▶ **Problem**: Which lines run from the one containing "[mark] the door" to the end of the entries? Quote them exactly, and nothing else.

▶ **Data to use**:
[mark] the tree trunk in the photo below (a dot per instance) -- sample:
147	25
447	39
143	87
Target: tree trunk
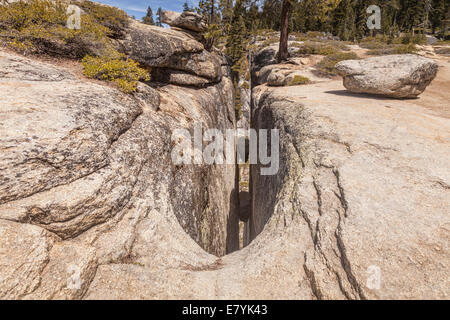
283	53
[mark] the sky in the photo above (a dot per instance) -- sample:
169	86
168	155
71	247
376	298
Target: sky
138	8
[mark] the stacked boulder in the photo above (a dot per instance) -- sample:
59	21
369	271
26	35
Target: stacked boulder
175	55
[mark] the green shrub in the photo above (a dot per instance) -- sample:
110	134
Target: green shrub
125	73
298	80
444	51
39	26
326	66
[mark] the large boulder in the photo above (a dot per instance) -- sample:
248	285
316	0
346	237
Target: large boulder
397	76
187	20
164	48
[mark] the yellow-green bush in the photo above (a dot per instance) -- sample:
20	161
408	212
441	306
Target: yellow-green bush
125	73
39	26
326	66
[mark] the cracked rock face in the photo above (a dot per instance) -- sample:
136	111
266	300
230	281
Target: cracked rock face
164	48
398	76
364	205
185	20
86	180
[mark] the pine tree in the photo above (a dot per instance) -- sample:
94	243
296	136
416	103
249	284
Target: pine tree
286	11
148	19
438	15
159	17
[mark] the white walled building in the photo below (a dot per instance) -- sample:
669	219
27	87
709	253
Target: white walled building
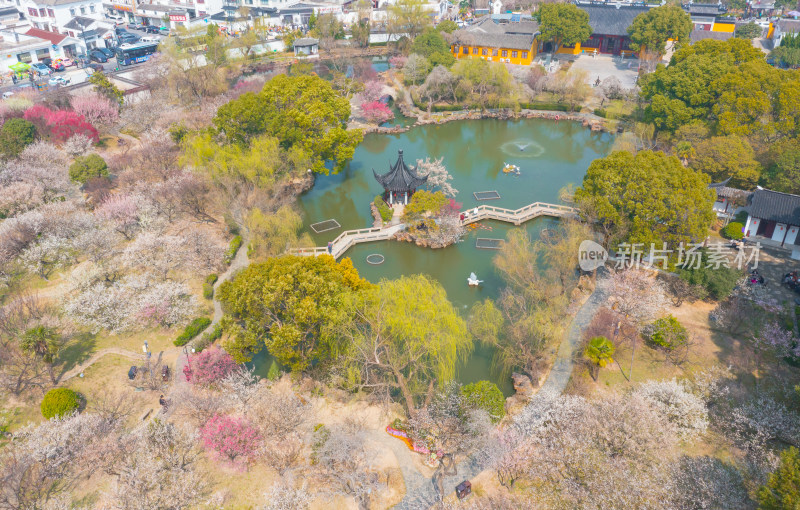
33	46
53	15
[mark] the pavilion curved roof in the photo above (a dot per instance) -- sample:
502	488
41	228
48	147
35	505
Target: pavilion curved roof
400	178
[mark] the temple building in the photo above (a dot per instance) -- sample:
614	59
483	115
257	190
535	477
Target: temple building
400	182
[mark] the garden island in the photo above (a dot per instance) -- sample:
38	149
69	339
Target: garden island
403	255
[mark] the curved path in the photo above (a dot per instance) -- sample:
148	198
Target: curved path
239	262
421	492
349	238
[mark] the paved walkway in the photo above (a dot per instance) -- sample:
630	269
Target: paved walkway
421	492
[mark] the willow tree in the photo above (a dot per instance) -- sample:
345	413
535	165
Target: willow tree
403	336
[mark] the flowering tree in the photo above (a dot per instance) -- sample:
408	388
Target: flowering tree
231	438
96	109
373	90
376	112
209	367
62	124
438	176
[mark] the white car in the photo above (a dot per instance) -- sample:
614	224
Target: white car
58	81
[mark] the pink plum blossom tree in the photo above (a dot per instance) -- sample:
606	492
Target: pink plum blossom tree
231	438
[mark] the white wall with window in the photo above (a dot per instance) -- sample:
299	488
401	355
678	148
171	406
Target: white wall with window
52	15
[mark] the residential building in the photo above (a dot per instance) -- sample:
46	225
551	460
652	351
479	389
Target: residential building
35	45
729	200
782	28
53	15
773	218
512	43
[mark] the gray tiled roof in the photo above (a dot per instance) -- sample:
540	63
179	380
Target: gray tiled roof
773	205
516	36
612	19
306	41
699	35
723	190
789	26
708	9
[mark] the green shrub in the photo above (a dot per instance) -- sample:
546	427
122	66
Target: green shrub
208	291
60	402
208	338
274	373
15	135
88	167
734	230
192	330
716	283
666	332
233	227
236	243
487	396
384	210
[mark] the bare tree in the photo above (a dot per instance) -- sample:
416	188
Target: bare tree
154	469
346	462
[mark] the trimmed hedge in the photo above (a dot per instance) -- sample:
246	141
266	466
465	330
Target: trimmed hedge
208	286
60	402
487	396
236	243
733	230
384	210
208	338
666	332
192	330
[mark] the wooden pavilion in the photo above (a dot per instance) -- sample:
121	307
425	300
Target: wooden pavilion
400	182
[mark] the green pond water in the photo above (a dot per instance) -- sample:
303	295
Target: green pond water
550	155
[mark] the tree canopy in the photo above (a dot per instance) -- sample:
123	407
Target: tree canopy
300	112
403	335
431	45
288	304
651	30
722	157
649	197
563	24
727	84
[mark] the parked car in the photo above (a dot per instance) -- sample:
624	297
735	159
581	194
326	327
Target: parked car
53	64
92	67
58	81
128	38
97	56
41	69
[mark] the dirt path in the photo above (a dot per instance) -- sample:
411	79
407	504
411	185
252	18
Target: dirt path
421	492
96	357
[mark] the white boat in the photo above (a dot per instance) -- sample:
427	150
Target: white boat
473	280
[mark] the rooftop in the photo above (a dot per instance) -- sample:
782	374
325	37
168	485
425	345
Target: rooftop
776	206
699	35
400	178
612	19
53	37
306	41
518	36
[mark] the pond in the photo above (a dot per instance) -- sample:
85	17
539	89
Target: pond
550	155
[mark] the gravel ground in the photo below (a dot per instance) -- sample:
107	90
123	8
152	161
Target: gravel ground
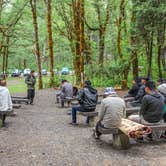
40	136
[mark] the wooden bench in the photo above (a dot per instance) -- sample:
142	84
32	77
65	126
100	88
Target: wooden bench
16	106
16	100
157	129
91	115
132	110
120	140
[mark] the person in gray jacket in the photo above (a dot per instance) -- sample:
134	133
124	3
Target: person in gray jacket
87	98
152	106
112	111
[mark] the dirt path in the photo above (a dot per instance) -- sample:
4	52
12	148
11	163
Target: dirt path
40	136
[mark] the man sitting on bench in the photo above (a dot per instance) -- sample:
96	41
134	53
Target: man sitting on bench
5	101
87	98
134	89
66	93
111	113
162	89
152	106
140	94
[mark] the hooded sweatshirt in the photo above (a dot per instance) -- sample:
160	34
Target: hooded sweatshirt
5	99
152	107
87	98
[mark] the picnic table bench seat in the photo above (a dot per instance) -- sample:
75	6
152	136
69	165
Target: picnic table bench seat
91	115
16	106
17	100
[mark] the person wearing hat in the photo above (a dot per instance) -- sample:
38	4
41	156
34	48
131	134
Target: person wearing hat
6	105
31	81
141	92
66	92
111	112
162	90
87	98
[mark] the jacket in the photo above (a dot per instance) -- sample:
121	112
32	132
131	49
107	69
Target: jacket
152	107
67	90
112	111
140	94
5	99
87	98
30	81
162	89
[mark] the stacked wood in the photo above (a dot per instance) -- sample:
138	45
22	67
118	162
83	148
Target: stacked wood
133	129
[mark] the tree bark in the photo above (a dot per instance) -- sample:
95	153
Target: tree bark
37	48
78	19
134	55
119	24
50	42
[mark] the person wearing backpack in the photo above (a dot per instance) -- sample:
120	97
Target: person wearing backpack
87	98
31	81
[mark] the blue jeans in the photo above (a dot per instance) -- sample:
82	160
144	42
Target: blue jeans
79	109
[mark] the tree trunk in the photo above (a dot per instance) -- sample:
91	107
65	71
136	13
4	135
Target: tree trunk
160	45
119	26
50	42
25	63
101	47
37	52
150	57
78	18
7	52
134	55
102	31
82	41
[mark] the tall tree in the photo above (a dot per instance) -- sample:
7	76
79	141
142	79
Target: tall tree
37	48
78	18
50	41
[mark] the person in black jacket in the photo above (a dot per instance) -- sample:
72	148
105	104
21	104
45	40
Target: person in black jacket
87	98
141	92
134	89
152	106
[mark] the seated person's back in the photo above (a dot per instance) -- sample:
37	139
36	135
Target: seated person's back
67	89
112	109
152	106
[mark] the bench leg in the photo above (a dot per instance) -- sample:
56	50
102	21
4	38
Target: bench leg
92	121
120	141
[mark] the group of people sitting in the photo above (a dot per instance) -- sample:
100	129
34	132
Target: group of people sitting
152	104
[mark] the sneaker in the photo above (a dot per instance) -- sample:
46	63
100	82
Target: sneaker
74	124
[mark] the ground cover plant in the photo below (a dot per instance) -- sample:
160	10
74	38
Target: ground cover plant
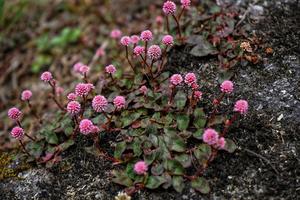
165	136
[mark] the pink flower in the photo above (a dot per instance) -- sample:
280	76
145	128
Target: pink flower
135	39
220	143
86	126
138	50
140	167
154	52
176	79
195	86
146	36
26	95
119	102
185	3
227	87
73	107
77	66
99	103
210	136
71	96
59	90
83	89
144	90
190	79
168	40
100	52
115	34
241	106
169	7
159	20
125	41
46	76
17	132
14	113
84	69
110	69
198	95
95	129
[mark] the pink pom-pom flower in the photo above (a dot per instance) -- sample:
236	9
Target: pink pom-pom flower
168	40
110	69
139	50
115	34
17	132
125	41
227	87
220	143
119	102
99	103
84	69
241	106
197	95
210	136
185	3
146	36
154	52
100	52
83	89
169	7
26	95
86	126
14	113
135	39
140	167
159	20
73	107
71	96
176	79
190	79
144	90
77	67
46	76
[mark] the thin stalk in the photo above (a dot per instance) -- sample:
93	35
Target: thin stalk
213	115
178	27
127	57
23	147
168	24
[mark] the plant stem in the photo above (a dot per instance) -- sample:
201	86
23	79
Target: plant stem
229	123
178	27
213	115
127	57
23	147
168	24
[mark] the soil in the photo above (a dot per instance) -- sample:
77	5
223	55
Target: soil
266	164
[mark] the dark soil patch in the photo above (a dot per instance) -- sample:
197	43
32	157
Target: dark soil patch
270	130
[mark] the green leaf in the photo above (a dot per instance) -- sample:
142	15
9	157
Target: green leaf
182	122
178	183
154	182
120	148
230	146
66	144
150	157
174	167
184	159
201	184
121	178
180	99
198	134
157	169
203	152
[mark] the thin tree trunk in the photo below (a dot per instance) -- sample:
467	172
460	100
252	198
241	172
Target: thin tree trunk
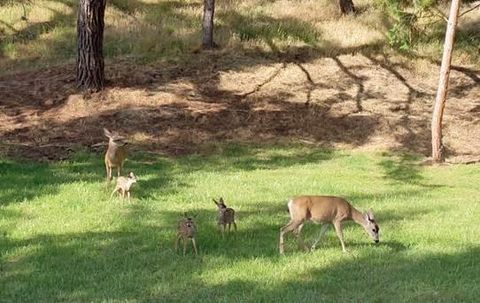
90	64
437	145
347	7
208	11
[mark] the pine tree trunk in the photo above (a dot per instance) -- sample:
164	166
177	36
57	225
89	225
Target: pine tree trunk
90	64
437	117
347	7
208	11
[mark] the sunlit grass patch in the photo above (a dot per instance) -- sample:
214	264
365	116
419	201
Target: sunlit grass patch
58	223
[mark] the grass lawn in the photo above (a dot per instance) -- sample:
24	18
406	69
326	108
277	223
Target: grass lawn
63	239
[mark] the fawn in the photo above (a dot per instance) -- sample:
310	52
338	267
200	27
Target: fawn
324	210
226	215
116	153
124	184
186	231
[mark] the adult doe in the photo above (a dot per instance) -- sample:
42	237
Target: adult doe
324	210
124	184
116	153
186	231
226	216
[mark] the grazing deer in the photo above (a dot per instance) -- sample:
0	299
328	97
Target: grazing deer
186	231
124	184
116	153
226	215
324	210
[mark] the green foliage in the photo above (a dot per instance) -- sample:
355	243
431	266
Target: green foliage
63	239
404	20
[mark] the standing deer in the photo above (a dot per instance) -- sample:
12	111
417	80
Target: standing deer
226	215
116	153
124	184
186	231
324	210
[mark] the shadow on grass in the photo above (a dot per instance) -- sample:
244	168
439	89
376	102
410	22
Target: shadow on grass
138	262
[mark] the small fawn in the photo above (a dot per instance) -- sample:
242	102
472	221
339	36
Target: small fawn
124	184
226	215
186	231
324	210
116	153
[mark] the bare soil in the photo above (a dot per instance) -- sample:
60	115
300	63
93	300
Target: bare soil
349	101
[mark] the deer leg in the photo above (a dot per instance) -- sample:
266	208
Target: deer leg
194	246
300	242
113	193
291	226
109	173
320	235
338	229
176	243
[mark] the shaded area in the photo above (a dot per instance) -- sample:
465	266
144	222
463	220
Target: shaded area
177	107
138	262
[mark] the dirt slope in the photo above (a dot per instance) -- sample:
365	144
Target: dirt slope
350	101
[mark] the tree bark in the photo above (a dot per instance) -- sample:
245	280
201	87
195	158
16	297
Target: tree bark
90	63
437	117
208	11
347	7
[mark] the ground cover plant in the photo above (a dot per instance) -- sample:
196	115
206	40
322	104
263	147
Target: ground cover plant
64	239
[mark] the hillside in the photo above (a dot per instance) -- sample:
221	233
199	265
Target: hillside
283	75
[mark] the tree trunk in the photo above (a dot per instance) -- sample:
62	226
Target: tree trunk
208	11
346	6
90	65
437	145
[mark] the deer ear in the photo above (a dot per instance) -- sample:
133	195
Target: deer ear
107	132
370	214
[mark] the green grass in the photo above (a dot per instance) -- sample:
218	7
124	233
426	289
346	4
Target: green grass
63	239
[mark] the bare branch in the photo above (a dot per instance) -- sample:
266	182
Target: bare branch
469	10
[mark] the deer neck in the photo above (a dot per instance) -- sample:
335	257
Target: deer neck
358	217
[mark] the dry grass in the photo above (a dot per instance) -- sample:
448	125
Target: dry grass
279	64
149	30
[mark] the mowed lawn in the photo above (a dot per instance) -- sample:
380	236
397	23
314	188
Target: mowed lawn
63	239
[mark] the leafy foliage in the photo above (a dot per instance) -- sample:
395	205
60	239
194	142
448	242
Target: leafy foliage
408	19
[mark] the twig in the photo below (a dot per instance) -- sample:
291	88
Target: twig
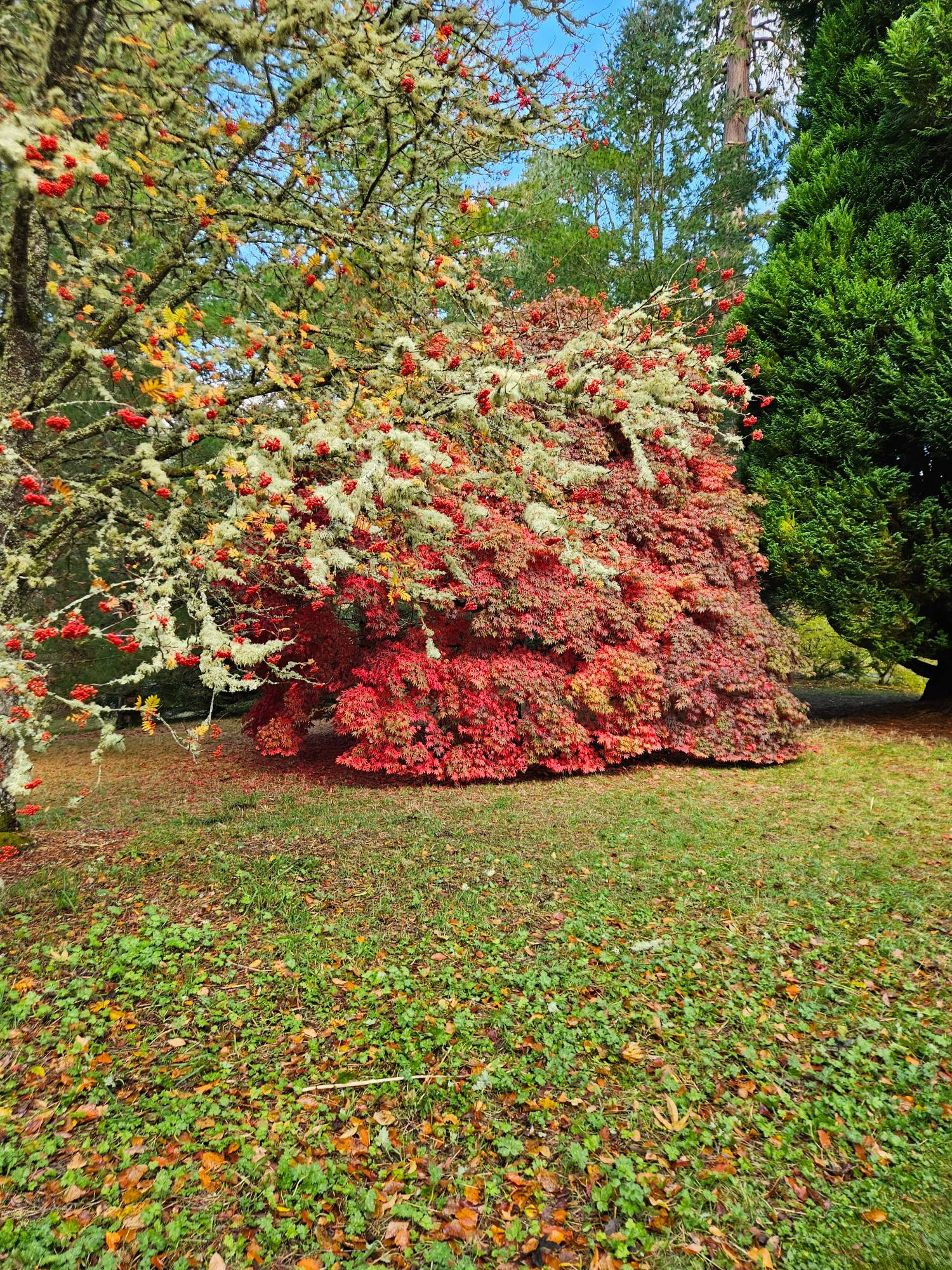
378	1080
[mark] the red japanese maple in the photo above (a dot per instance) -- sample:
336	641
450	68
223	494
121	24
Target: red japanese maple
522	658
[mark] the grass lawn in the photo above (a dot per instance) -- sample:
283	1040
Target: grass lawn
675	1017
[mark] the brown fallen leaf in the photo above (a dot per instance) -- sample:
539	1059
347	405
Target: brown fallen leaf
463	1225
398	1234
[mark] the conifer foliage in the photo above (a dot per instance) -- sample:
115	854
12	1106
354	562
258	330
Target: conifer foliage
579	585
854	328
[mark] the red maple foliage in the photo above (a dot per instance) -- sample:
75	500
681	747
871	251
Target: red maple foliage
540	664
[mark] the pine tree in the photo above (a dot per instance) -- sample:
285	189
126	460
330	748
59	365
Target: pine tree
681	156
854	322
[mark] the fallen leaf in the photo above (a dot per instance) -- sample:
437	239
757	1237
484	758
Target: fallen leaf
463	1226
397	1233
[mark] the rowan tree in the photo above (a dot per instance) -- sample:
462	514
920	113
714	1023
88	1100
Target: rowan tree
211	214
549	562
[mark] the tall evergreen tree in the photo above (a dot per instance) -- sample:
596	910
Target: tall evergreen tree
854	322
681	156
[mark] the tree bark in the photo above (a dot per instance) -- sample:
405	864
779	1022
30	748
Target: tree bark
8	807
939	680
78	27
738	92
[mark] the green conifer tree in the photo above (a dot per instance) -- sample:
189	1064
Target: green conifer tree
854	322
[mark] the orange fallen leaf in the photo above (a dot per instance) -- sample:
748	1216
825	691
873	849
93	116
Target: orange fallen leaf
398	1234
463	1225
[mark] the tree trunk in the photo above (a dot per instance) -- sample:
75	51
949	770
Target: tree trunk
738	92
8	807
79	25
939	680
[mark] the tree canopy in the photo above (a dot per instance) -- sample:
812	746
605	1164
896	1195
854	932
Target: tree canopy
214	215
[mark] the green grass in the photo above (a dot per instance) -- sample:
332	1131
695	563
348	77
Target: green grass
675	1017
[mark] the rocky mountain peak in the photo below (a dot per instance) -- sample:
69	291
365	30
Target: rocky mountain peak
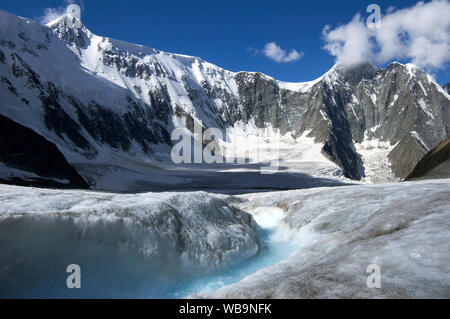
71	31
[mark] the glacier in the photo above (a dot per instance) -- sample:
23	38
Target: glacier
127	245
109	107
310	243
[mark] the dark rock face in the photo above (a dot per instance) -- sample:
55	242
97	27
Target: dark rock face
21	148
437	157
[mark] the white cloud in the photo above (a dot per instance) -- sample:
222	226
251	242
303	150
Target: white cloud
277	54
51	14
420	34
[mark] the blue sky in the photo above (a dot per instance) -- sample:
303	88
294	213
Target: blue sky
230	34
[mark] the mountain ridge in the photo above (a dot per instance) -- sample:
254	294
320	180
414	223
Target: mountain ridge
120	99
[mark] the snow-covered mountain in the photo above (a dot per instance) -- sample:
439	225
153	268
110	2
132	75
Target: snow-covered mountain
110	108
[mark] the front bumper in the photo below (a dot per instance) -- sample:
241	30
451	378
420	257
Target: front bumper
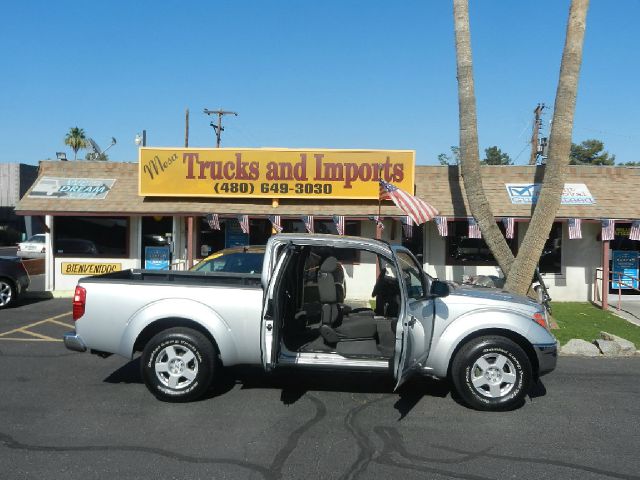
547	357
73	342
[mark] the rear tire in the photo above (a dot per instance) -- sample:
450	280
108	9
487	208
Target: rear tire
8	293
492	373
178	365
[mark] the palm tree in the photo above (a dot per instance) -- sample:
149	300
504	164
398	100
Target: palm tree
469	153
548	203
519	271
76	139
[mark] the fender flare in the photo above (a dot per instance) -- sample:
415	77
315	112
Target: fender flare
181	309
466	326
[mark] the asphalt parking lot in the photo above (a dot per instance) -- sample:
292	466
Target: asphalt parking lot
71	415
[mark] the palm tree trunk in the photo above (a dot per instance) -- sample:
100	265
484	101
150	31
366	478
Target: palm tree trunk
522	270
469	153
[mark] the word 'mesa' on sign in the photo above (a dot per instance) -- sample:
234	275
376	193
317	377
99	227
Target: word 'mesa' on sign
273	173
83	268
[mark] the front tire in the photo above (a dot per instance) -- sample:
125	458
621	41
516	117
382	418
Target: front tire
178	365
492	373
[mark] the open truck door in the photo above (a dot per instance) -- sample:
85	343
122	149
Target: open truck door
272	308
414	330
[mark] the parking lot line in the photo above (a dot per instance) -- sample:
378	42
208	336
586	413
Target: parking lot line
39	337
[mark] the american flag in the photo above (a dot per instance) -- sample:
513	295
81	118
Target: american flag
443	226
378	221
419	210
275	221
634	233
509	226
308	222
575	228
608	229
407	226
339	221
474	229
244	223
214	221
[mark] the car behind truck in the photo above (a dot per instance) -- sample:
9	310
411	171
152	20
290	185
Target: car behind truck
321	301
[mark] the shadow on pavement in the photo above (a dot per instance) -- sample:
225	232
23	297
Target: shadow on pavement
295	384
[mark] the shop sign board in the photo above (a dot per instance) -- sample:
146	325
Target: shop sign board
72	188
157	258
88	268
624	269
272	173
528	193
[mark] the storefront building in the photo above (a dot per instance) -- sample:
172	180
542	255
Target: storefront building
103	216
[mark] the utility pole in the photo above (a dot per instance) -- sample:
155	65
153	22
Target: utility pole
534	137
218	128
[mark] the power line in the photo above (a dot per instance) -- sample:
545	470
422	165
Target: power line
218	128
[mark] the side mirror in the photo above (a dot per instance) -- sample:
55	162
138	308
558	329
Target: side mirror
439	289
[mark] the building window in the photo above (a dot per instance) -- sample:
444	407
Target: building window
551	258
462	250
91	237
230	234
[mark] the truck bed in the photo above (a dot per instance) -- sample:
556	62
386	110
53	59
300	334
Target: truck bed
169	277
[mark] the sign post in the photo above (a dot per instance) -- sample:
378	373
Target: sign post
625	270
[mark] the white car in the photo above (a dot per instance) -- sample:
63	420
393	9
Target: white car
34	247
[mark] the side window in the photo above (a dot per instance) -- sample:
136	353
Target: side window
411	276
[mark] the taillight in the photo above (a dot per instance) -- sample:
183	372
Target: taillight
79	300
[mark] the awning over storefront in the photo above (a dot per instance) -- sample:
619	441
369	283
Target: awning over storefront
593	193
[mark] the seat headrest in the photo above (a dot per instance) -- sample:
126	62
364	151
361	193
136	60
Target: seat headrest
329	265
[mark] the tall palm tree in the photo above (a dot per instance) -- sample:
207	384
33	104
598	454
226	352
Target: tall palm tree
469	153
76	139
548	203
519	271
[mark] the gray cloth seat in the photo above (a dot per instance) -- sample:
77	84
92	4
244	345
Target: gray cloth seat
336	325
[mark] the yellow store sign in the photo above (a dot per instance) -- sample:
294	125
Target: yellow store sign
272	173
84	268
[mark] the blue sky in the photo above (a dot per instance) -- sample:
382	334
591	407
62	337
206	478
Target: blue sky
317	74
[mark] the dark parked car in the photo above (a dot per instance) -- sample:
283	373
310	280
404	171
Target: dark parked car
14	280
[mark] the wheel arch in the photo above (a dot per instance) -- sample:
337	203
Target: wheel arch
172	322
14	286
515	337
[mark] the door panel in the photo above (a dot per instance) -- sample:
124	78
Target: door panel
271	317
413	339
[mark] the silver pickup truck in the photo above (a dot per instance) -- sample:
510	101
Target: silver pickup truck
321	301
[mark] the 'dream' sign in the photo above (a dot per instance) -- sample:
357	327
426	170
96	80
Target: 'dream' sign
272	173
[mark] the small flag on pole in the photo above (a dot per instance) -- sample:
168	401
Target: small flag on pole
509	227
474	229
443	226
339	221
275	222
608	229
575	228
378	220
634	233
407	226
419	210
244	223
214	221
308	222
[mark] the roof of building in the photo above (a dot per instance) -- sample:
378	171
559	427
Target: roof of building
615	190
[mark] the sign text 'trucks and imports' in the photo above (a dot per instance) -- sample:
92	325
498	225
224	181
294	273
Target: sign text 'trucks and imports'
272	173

▶ **Response**:
[mark] the door panel in the photo above (a dot per instance) -- sample:
124	78
Target: door panel
271	317
413	339
[mark] the silver pickup truck in the photo above (a dot per instance) -- sample:
510	101
Target: silver pickup truck
321	301
[mark] the 'dream' sign in the photo above (a dot per instance) -- sample:
357	327
426	170
96	80
Target: 'dream' sign
272	173
[mark] the small flag on pole in the photo above (a dot per instance) -- sample:
168	401
Target: small flag on pole
509	227
474	229
443	226
339	221
275	222
608	229
575	228
378	220
634	233
407	226
419	210
244	223
214	221
308	222
[mark] the roof of building in the photo above (a dot per instance) -- sample:
378	171
559	427
Target: roof of building
615	190
[mark] the sign text 'trucks and imports' in the photo above (a dot per instance) -- sample:
92	325
498	225
224	181
294	273
Target: sign text 'trucks and imports'
272	173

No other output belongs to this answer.